(Problems)
(A) Copy the essay on Republican strategy after Clinton's inauguration, starting with "Section : CURRENT" and going on through "and the Democrats.", and swap "GOP" for "Republican Party".
(B) In the essay on Republican strategy after Clinton's inauguration, condense the paragraph beginning "Ideally, a strategy should be formed" into two or three sentences that keep its main points.
(C) Extend the essay on Republican strategy after Clinton's inauguration with a few more paragraphs, picking up after its last sentence.

(Extract provided)
Section : CURRENT ISSUES
Issue Date : 2 / 1993  2,968 Words
Author : Donald Devine
Donald Devine, former director of the U.S. Office of Personnel Management under Ronald Reagan, is a columnist, an adjunct scholar at the Heritage Foundation, and a Washington political and management consultant.

       Everything changes for the Republicans with the inauguration of Bill Clinton. After responding to a Republican president's initiative for 12 years--and 20 of the past 24 years--the GOP must devise a strategy by itself. Now, what do we do? The answer is anything but obvious, and it all depends upon Clinton and the Democrats.
       
       Ideally, a strategy should be formed upon one's own vision, one's own principles and priorities. But the Republicans have still not come to terms with themselves: Is their mission to complete the Reagan revolution, prop up George Bush's more moderate replacement regime, or do something else? Given this disarray and the power of the presidency, Clinton must take the first steps. And his strategy is still unclear.

(Provided material)

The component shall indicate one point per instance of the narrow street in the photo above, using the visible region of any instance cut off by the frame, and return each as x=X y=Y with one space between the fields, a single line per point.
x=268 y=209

(Outputs for the tasks)
(A)
Section : CURRENT ISSUES
Issue Date : 2 / 1993  2,968 Words
Author : Donald Devine
Donald Devine, former director of the U.S. Office of Personnel Management under Ronald Reagan, is a columnist, an adjunct scholar at the Heritage Foundation, and a Washington political and management consultant.

       Everything changes for the Republicans with the inauguration of Bill Clinton. After responding to a Republican president's initiative for 12 years--and 20 of the past 24 years--the Republican Party must devise a strategy by itself. Now, what do we do? The answer is anything but obvious, and it all depends upon Clinton and the Democrats.

(B) A strategy should ideally rest on one's own vision, principles and priorities, but the Republicans have not yet decided whether to complete the Reagan revolution, support George Bush's more moderate replacement regime, or do something else. Because of this disarray and the power of the presidency, Clinton must make the first move, and his strategy remains unclear.

(C)
       
       The choice for Clinton is obvious: Does he accommodate the existing liberal power center in Congress, or does he truly create a new Democratic Party? He has sent both signals. Already he has stepped aside from his pledges to secure a line-item veto and to cut a quarter of the legislative budget, and he has said a national health plan will be delayed pending legislative consultation--all to placate congressional concerns. But he has also annoyed his liberal allies by at least postponing the admittance of homosexuals to the military and women to combat. He has hedged on the size of his infrastructure investment. He has modified his criticism of accommodating China.
       
       Clinton is nothing if not an avid student of politics. A two thirds majority of 1992 voters told the pollsters they wanted a national government that cost less, as opposed to one that should provide more services: 72 percent of George Bush voters, 66 percent of Ross Perot's, and 36 percent of Bill Clinton's--a point that the presidents will not forget.
       
       Moreover, President Clinton won with a Reagan-sounding program--growing the economy, rejecting "tax and spend," offering middle-class tax breaks, reducing spending by $140 billion, cutting 100,000 slots from the bureaucracy, freeing trade, getting tough on crime, supporting responsible defense force levels, and keeping the New Age liberals well hidden.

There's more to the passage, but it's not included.